** Exercises **
1 > Answer these from the bootstrapping email, one line each:
(a) By how much might the reported proportion be off in either direction?
(b) What are the case-reading frequencies being supplemented with?
(c) In the earlier message, what did Ilian mean by "improved"?
2 > Translate this sentence from the bootstrapping email into Spanish: "Fortunately, we're supplementing the case-reading frequencies with focus groups among the people who work on the cases."
3 > Continue the bootstrapping email past its last sentence.

** Text excerpt **
+++++

From   "Ilian, Henry (ACS)" <>
To   "''" <>
Subject   RE: st: Bootstrapping question
Date   Fri, 8 Feb 2013 11:08:06 -0500

Maarten, This helps a great deal. Bootstrapping is a new idea for me. I saw it as a way to solve the problem of the fuzziness around the frequencies we are reporting, since people are making decisions based on those frequencies. If the proportion we report could be nearly 20 percentage points in either direction, then it doesn't tell us very much about what's going on in the real world. People might be doing poorly in an area reflected by the proportion, but they might also be doing well. Fortunately, we're supplementing the case-reading frequencies with focus groups among the people who work on the cases. If there is some agreement, then we can feel better about the numbers we're reporting, and the decision makers can feel more confident that they're making the right decisions. Right now, the process has the quality of fumbling around in the dark. I'm aware that people use small samples for many purposes, and if you didn't have small samples, you'd have no samples. I was lo!
 oking for a better way of saying what's going on. This may not be it.


-----Original Message-----
From: [] On Behalf Of Maarten Buis
Sent: Friday, February 08, 2013 3:49 AM
Subject: Re: st: Bootstrapping question

On Thu, Feb 7, 2013 at 10:28 PM, Ilian, Henry (ACS) wrote:
> I looked at the table of contents. The book is clearly worth having, but it doesn't seem to cover the sample-size problem--which actually may not be a problem, since the sample size is what it is, and there isn't a way to make it any larger. By improved, I meant narrower, although that's such an obvious answer I don't think it was what you were asking me. If bootstrapping won't result in narrower confidence intervals, then I'll have to live with the confidence intervals as they are.

+++++

** Record list **
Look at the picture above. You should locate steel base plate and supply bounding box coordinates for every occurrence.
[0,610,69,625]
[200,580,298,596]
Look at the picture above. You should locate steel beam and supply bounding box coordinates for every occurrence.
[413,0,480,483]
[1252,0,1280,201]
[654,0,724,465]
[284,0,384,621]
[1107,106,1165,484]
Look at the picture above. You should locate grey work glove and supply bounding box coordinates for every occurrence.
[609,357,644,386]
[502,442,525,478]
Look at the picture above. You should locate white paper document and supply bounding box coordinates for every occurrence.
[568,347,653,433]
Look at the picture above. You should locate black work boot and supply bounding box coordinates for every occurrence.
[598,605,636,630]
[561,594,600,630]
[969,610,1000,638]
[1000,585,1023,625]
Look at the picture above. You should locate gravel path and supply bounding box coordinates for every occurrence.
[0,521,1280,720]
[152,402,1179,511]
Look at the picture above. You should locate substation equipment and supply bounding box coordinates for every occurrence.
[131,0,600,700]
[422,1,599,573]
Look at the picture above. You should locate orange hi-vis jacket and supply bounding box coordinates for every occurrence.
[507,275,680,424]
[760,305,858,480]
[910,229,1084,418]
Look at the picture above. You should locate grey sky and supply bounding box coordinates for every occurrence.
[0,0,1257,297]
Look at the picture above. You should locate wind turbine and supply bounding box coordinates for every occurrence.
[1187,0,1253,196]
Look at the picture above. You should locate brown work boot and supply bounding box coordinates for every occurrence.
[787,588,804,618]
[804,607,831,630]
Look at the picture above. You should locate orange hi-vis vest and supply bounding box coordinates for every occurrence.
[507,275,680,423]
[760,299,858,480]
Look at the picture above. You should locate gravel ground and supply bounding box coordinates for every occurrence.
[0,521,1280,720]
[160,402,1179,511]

+++++

** The replies **
1 >
(a) Nearly 20 percentage points.
(b) Focus groups among the people who work on the cases.
(c) Narrower confidence intervals.

2 > Afortunadamente, estamos complementando las frecuencias de la lectura de casos con grupos focales entre las personas que trabajan en los casos.

3 >
It is not obvious that smaller confidence intervals represent an
improvement. A confidence interval is based on a thought experiment:
what if I could draw many new sample of the same size from my
population and compute my statistic in each of these samples. Each of
these statistics would be slightly different, as they are based on a
different random sample from the population. The 95% confidence
interval is an estimate of the interval within which 95% of these
hypothetical statistics will be. This is an estimate of the
uncertainty you have about your estimate, and the source of that
uncertainty is the fact that you don't have the entire population but
only a sample from that population. If you are unhappy about the size
of that interval than the obvious way to reduce that is to increase
the sample size. There are other cute ways of improving the precision
of your estimate, e.g. stratified sampling, but don't expect too much
from that: there is no way around the fact that a sample size of 27 is
small and any estimate based on that sample size will be uncertain.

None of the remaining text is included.